Vorgegebener Text.
>>

Pack mit an!

Morgenandacht
Pack mit an!
Zur langen Nacht des Handwerks im Deutschlandfunk
27.02.2016 - 06:35
27.12.2015
Pfarrerin Heidrun Dörken

„Die Welt war noch nie so unfertig. Pack mit an.“ Mit diesem Spruch wirbt das deutsche Handwerk um Nachwuchs. Es ist was dran. In der Welt ist vieles noch nicht fertig. Das Leben ist oft eine Baustelle. Auch wenn man darüber streiten kann, ob die Welt früher vollkommener war als heute. Aber Werbung muss ja ein bisschen übertreiben.

 

Zum Glauben von Juden und Christen gehört: Gott wird die Welt eines Tages vollenden. Deshalb muss niemand die Welt selbst fertig machen. Aber mitwirken, das schon. Gott, der die Welt geschaffen hat, ruft jeden Menschen dazu auf, mitzumachen, den eigenen Beitrag zu leisten. Es ist göttliche und menschliche Aufgabe zugleich, die Erde zu bewahren und zum Guten hin zu gestalten. Da gibt es viel zu tun, das liegt auf der Hand. Jesus von Nazareth hat davon oft mit Bildern aus dem Handwerk gesprochen. Zum Beispiel sagte er: Wie ein Bauhandwerker, der ein solides Fundament für ein Haus legt, so legt man mit Vertrauen zu Gott einen guten Grund für sein Leben[i]. Oder: Wie eine Bäckerin mit wenig Sauerteig viel gutes Brot herstellt, so entsteht aus einem kleinen Anfang das große guten Ganze[ii]. Jesus spricht in diesen Bildern, weil er selbst Handwerker war. Martin Luther übersetzt Jesu erlernten Beruf mit Zimmermann. Wie damals üblich hatte er sein Handwerk von seinem Vater gelernt, mit Steinen und Holz Häuser zu bauen. Mit den Händen zu arbeiten war Lebensgrundlage für fast alle Menschen. Kaum ein jüdischer Gelehrter lebte nur von seiner Gelehrsamkeit. Unter den frühen Christen waren viele Handwerker, wie der Apostel Paulus als Zeltmacher oder die erste europäische Christin Lydia, die Purpurfärberin war.

<<

Ziel A.
Beantworte zur Morgenandacht über das Handwerk diese Fragen:
(i) Mit welchem Spruch wirbt das deutsche Handwerk um Nachwuchs?
(ii) Mit welchem Wort übersetzt Martin Luther den erlernten Beruf Jesu?
(iii) Welchen Beruf hatte die erste europäische Christin Lydia?
Ziel B. Schreibe die Morgenandacht über das Handwerk im Anschluss an ihren letzten Satz weiter.

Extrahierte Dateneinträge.
>>

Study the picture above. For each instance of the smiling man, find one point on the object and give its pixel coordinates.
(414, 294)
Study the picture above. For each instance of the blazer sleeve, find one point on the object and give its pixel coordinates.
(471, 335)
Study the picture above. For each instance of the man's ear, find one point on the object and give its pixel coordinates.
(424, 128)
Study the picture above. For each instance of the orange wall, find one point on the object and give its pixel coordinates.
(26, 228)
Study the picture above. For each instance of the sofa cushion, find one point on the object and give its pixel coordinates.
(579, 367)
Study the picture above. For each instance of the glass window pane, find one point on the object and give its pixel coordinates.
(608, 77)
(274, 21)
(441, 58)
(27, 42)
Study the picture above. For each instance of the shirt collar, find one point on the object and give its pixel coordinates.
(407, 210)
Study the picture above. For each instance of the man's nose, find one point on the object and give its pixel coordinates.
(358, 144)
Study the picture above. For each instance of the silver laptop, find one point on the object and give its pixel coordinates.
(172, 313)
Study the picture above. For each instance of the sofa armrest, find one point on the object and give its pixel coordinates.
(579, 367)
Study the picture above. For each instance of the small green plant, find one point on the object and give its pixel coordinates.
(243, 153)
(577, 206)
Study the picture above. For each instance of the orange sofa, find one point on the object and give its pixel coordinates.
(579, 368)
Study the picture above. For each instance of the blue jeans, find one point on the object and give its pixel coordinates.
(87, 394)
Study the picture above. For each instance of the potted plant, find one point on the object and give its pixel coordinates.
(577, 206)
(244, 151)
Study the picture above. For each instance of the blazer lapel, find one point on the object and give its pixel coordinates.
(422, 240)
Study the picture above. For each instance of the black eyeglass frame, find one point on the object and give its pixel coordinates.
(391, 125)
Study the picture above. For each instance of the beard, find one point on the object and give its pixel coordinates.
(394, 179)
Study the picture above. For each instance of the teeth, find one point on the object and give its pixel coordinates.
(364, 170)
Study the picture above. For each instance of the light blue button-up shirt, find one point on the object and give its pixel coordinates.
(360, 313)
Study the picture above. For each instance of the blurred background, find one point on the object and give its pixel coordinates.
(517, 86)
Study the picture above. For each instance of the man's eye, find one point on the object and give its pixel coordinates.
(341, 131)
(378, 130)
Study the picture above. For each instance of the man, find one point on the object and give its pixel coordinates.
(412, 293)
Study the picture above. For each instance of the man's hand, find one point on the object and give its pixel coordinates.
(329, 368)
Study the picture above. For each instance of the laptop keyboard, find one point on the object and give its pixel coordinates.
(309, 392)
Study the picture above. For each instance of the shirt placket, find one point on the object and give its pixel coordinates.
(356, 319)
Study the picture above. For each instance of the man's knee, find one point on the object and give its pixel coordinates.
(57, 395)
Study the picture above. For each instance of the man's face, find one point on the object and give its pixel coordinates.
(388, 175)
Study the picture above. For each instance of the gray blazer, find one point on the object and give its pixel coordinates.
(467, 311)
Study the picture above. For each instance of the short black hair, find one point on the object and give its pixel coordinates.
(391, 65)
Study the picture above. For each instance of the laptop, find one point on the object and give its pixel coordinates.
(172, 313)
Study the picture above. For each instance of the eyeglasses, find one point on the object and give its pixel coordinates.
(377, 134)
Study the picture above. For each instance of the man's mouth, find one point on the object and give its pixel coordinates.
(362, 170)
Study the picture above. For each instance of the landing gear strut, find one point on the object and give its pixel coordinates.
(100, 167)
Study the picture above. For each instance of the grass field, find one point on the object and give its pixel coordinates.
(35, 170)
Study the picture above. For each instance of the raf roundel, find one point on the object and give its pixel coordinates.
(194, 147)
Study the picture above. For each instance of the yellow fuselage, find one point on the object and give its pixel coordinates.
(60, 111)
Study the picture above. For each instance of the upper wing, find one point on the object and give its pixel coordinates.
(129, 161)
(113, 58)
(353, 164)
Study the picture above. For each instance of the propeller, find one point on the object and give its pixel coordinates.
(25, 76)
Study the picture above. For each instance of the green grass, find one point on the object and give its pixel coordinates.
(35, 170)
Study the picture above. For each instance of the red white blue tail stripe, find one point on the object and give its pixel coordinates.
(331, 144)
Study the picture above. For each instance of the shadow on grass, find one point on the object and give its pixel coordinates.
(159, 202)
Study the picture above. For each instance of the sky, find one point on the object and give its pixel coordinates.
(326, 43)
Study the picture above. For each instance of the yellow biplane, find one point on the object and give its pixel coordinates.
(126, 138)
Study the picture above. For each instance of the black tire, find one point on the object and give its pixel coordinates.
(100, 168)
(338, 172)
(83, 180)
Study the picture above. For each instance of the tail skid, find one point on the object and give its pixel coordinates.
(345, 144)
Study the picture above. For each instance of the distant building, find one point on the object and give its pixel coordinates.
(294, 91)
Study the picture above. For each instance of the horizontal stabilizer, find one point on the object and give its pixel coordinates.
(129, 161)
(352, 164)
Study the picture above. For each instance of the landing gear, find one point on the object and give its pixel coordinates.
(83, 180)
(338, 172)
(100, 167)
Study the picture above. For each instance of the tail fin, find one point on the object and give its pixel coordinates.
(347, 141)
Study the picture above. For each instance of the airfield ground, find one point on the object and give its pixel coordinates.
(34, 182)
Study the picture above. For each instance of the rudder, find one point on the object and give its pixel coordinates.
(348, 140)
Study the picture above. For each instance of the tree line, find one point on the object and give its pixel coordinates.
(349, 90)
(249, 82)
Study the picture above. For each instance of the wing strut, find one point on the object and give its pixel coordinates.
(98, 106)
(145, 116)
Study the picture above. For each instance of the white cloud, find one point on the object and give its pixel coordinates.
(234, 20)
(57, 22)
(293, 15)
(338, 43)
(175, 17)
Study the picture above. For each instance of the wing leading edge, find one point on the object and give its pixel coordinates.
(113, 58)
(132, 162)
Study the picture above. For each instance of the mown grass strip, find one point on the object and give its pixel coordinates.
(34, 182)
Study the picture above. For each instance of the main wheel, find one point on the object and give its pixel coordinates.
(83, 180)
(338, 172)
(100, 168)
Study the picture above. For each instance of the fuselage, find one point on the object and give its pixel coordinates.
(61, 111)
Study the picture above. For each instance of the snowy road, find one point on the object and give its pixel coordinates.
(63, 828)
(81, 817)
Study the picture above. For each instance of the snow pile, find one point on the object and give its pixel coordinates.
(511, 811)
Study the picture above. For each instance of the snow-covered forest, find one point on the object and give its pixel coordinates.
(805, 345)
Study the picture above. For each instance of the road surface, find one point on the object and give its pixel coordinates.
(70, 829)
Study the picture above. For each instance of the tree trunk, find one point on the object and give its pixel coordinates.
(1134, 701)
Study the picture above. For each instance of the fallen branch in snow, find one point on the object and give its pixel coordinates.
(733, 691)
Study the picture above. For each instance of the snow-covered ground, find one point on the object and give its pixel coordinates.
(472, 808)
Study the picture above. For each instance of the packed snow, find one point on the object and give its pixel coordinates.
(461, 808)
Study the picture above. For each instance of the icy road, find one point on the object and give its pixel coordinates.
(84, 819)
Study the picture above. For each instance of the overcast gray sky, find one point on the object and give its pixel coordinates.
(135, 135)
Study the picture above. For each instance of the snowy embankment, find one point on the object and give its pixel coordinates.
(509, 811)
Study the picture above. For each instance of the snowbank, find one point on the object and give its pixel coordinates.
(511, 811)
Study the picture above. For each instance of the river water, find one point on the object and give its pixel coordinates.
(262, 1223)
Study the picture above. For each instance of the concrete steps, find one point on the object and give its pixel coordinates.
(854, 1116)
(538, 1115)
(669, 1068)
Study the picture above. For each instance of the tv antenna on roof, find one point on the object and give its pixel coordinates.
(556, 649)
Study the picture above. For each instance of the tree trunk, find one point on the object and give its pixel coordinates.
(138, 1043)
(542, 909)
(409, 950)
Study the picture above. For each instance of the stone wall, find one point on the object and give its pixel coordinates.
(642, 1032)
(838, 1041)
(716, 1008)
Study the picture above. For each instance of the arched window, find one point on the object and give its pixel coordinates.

<<

Schriftliche Antwort A.
(i) „Die Welt war noch nie so unfertig. Pack mit an.“
(ii) Zimmermann
(iii) Sie war Purpurfärberin.

Schriftliche Antwort B.
 

Nach biblischem Zeugnis nimmt man durch Arbeit den göttlichen Auftrag war, die Welt zu gestalten. Sie gehört ganz selbstverständlich zum Menschen. Selbst im Paradies wird gearbeitet. Nirgends ist vom Wunsch die Rede, nie mehr etwas tun zu müssen. Das unterscheidet die Bibel von anderen antiken Zeugnissen. In der griechischen und römischen Welt war die Meinung verbreitet, dass Arbeit mit den Händen den Menschen abwertet und knechtet. Als Philosoph war man froh, nicht zu denen zu gehören, die mit ihren Händen den Lebensunterhalt verdienen mussten. Man träumte davon, vom Zwang der Arbeit befreit zu werden. Die Bibel dagegen will die Arbeit vom Zwang befreien. Das biblische Anliegen ist: Die Produzenten sollen selbst genießen können, was sie geschaffen haben. Jede und jeder soll vom Ertrag seiner Arbeit leben können, ohne menschenverachtende Ausbeutung. Natürlich haben die Menschen auch zu biblischen Zeiten oft im Schweiße ihres Angesichts schuften müssen. Doch es ist die Urerfahrung des Volkes Israel: Gott befreit aus der Sklaverei. Deshalb hält die Bibel fest, dass Menschen unter gerechten Bedingungen arbeiten sollen. Dafür einzutreten ist eine Folge des Glaubens an Gott. Darüber hinaus kann jeder Mensch stolz und dankbar sein über gute und gelungene Werke. Sie sind ein Segen.

 

Bestimmt wird auch davon die Rede sein, wenn der Deutschlandfunk heute Abend eine lange Nacht dem Handwerk widmet. Schließlich haben viele Handwerks-Zünfte ein hohes Ethos von alters her bewahrt mit der Bitte: „Gott schütze das ehrbare Handwerk“.

 

Heute Abend geht es um die fünf Millionen Handwerker, die in Deutschland für dichte Dächer, scharfe Brillengläser und nahrhafte Brote sorgen oder für guten Klang, wenn sie Musikinstrumente bauen. Natürlich geht’s auch um Ärger, Pfusch, hohe Rechnungen oder vergebliches Warten trotz vereinbarten Termins. Aber vor allem um die Stärken des Handwerks: Meister, Gesellen oder Lehrlinge sind bei Tag und auch bei Nacht tätig. Als eine Wirtschaftsmacht vor Ort tun Handwerker viel, um junge Leute auszubilden und Perspektiven zu bieten. Zurzeit trotz vieler Hürden auch jungen Leuten, die zu uns geflüchtet sind. Das ist nur eine der guten Antworten auf den Aufruf: Pack mit an, damit die Welt ein besserer Ort wird!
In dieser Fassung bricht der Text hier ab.